A fine primo tempo il Milan era già sul 3 a 0, la Samp invece tentennava sul 2 a 1. In quel quarto d’ora di pausa, Piero, insieme agli altri senatori del bar -tra cui Lele, il re della briscola, Raimondo, la cui testa pelata è ancora oggi l’oggetto più lucido che abbia mai visto, e mio padre- decisero di trasferire la partita della Samp sul megaschermo. Prendemmo a tifare insieme -tutto il bar, tutti gli avventori- per i blucerchiati, e a pregare che il Bologna non segnasse. C’era una sensazione nuova nell’aria, o almeno, nuova per me. Eravamo tesi, preoccupati, e allo stesso tempo speranzosi. Uniti, in questo strano stato d’animo. Al novantaquattresimo minuto, quando ormai pensavo di aver scampato la retrocessione, Sakic entrò duro sull’attaccante del Bologna in area di rigore. Il cuore fece un doppio carpiato e mi si incastrò in gola. Raimondo si alzò in piedi e, a braccio teso, sbraitò contro l’arbitro, che aveva fischiato calcio di rigore. Mi misi le mani sul viso, mio padre un braccio sulla spalla. I lamenti del bar erano tristi ma infuriati. Rimasi così, con le mani sul viso, anche durante l’esecuzione del rigore. Sentii il fischio dell’arbitro, un silenzio veloce e lungo insieme, poi l’esultanza di qualcuno lontano, dal megaschermo. L’intero bar muto. Il fischio di convalida del rigore. Spiai, ma avevo già capito. Il Bologna aveva pareggiato, la partita era finita. La Sampdoria sarebbe retrocessa in serie B.

◆ **ATTIVITÀ RICHIESTE**:
(a) Rispondi alle seguenti domande sul racconto della retrocessione della Sampdoria.
(i) Con quale punteggio era in vantaggio il Milan alla fine del primo tempo?
(ii) Quale giocatore entrò duro sull'attaccante del Bologna al novantaquattresimo minuto?
(iii) In quale serie sarebbe retrocessa la Sampdoria?
(b) Prosegui il racconto della retrocessione della Sampdoria a partire dalla sua ultima frase.

◆ **MATERIALE DI PARTENZA**:

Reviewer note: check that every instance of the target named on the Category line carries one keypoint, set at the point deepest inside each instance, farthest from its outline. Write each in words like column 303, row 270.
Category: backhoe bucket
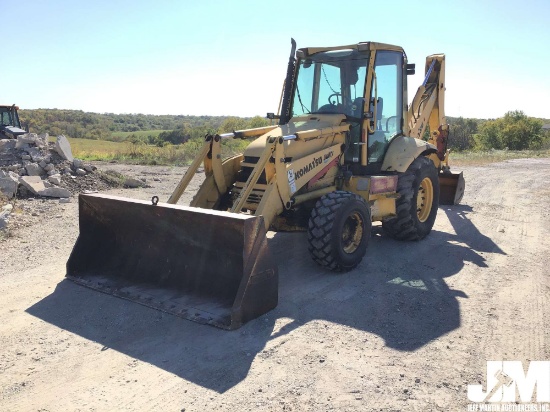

◆ **RISPOSTE**:
(a)
(i) 3 a 0
(ii) Sakic
(iii) Serie B

(b)
Piansi, non riuscivo a fermarmi. Ero un bambino ed era la prima grande delusione sportiva. Cercarono tutti di consolarmi, Piero offrendomi non una ma ben due aranciate. Fu Lele a dirmi, mentre mio padre mi dava dei grossi baci sul capo, che prima o poi avremmo festeggiato insieme. Che non era quello il momento, ma che, prima o poi, sarebbe arrivato.

Non che abbia mai festeggiato granché con la Samp, ma quella volta, quella domenica, capii quanto il tifo non fosse una questione personale, o di simpatie, e neppure di vittorie. Riguardava più un momento collettivo, di insieme. Io ero con gli amici di mio padre e mio padre, a sperare di farcela. E io ero con gli amici di mio padre e mio padre, a sapere di non avercela fatta.

Fu in quel momento che divenni un tifoso vero. Un tifoso della Samp.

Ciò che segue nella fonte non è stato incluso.